Extract provided.
What happens when we grow old?

        Some things make good fodder for jokes:
  • We gain weight
  • We need glasses and hearing aids and false teeth
  • We start to forget things (or forget to start things)
  • We at last get to retire
  • We can't keep up with our sons on backpacking trips any more.
  • Our daughters can now outlast us on any shopping trip.
  • We crouch for a book or a dish on the bottom shelf and our knees will hardly bring us back up again.
  • Etc., etc., etc.

What is our mental approach to growing old?

        We may try to push it right out of our mind by thinking or reading or watching movies about the exploits o youth in romance, or adventure, or war. To quote Dorothy Sayers, The Whimsical Christian, "from the relentless reality of age, they seek to escape into a fantasy of youth---their own or other people's." We may submit to or resist or resent growing older. We may courageously "foresee the event and endure it." "Paradoxical as it may seem, to believe in youth is to look backward; to look forward, we must believe in age."

        Relevant Scriptures:

  • I was young and now I am old, yet I have never seen the righteous forsaken or their children begging bread.  Psalm 37:25
  • Even to your old age and gray hairs, I am he, I am he who will sustain you.  Isaiah 46:4
  • Gray hair is a crown of splendor; it is attained by a righteous life.  Proverbs 16:31.
  • The length of our days is seventy years---or eighty, if we have the strength, yet their span is but trouble and sorrow, for they quickly pass and we fly away.  Psalm 90:10
  • The dust returns to the ground it came from, and the spirit returns to God who gave it.  Ecclesiastes 12:14.

Can God sympathize with our problems of age?

        To bring this whole discussion into God's light, I quote again, "...for whatever reason God chose to make man as he is---limited and suffering and subject to sorrows and death---he (God) had the honesty and the courage to take his own medicine. Whatever game his is playing with his creation, he has kept his own rules and played fair. He can exact nothing from man that he has not exacted from himself. He has himself gone through the whole human experience, from the trivial irritations of family life and the cramping restrictions of hard work and lack of money to the worst horrors of pain and humiliation, defeat, despair, and death. When he was a man, he played the man. He was born in poverty and died in disgrace and thought it well worthwhile."

Records supplied.
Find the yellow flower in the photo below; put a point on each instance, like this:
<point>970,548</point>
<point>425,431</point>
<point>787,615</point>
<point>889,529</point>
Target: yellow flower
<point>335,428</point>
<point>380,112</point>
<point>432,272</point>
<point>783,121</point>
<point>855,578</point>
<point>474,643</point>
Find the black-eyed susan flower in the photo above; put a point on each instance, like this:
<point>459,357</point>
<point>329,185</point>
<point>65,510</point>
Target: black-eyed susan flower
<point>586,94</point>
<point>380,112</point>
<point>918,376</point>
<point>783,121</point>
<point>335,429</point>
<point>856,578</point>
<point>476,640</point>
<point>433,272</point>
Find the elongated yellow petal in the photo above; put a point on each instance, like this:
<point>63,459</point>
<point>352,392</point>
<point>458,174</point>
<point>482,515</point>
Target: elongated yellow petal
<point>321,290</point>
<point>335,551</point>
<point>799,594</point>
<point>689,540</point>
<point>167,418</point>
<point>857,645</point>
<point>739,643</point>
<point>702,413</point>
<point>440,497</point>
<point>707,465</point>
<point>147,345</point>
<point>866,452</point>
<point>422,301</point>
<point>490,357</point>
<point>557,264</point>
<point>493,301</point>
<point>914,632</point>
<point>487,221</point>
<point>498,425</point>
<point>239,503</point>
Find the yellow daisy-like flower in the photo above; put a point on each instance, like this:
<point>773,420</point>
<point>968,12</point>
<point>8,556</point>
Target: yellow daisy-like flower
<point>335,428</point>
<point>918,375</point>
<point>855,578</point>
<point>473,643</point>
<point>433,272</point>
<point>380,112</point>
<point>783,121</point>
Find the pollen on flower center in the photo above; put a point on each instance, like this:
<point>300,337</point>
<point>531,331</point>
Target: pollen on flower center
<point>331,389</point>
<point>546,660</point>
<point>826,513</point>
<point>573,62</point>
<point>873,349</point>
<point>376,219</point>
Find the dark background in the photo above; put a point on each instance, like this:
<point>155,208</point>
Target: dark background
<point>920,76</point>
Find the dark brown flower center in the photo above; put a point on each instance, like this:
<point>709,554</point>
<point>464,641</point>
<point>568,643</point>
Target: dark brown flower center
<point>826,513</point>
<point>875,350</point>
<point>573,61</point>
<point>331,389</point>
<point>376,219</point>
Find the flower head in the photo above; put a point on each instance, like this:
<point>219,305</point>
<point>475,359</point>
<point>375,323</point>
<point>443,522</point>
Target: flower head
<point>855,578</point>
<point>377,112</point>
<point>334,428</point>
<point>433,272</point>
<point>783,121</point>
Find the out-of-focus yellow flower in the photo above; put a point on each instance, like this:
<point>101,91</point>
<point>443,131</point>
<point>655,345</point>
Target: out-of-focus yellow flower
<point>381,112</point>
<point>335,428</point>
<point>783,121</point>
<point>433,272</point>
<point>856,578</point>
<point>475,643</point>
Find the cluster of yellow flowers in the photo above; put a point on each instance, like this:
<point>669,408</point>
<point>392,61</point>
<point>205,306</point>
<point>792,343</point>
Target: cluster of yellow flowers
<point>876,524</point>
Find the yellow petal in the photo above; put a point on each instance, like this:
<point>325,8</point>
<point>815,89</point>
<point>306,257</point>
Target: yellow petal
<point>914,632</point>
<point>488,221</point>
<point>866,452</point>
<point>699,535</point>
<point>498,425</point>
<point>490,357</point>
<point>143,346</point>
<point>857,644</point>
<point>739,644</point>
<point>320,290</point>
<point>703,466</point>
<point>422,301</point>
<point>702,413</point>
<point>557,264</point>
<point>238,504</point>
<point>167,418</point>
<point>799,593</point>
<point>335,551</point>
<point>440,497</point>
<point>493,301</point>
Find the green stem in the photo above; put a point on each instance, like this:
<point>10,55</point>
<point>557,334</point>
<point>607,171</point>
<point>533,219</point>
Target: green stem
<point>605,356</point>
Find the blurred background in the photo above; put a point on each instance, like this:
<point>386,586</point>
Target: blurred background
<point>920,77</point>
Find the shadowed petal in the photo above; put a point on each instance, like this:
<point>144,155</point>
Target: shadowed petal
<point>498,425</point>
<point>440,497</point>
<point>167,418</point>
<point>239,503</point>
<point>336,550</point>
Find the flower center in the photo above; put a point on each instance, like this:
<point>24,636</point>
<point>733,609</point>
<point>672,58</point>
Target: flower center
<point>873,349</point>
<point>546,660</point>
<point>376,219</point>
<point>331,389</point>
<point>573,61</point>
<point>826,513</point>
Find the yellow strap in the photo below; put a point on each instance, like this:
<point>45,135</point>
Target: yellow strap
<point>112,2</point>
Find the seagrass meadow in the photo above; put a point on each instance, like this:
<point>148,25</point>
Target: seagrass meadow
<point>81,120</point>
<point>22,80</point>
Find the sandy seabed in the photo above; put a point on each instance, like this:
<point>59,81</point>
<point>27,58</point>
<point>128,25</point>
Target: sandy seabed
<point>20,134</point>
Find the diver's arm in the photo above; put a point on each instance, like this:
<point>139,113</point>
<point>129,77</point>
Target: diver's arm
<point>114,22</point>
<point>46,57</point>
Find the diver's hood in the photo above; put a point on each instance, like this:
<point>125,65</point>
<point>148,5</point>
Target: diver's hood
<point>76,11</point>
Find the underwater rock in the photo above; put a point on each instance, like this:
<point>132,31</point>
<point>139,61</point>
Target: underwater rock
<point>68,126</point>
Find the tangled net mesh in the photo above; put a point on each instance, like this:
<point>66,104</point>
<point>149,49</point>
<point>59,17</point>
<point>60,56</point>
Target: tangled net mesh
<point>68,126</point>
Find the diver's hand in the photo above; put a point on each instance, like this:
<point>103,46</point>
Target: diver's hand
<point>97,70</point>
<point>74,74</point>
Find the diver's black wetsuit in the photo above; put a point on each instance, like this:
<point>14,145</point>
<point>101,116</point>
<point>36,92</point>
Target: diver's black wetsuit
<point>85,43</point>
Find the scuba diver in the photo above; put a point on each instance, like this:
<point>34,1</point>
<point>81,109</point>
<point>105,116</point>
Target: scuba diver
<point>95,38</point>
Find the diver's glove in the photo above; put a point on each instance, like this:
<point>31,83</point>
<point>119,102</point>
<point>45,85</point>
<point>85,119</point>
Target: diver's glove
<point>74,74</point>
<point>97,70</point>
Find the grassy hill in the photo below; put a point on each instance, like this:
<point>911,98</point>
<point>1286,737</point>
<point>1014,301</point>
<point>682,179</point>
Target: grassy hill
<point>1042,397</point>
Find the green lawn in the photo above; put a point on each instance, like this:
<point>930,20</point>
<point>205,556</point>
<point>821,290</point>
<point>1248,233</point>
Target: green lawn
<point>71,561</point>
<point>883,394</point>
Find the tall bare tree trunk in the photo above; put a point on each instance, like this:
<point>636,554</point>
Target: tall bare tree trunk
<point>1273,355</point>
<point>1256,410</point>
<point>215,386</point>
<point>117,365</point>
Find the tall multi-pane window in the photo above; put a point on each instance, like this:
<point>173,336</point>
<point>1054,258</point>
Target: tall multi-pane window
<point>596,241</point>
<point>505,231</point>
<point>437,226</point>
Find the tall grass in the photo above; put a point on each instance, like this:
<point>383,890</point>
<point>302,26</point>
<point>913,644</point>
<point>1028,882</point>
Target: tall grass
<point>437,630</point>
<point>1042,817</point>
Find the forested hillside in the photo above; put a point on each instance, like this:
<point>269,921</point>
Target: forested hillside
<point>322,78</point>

Work task 1.
In the piece on growing old, restate the part that opens with the words containing "What happens when" and closes with "trips any more.", swapping "backpacking trips" for "fishing trips".
Work task 2.
In the piece on growing old, who is quoted about people escaping from age into a fantasy of youth?
Work task 3.
Please carry the piece on growing old forward from the point where it stops.

Expected answer 1.
What happens when we grow old?

        Some things make good fodder for jokes:
  • We gain weight
  • We need glasses and hearing aids and false teeth
  • We start to forget things (or forget to start things)
  • We at last get to retire
  • We can't keep up with our sons on fishing trips any more.

Expected answer 2.
Dorothy Sayers, in The Whimsical Christian.

Expected answer 3.
        Although Jesus obviously never experienced old age, he certainly experienced the factors that we fear in old age---"pain and humiliation, defeat, despair and death."
        Aging does bring deterioration of most of our five senses---there's no denying it. But for the Christian, it's like a metamorphosis; it's what we go through to get something better. The illustration of the butterfly is apt---The caterpillar crawls around on the ground, eating leaves and grass; then it builds its chrysalis and sleeps. In the spring it breaks out of its old life and soars. We too can soar one day!

        Relevant Scriptures:

  • We do not have a high priest who is unable to sympathize with our weaknesses, but we have one who has been tempted in every way, just as we are---yet was without sin.  Hebrews 4:15
  • The time has come for my departure. I have fought the good fight, I have finished the race, I have kept the faith. Now there is in store for me the crown of righteousness, which the Lord, the righteous Judge, will award to me...  2 Timothy 4:6-8.
  • Whoever is thirsty, let him come; and whoever wishes, let him take the free gift of the water of life.  Revelation 22:17.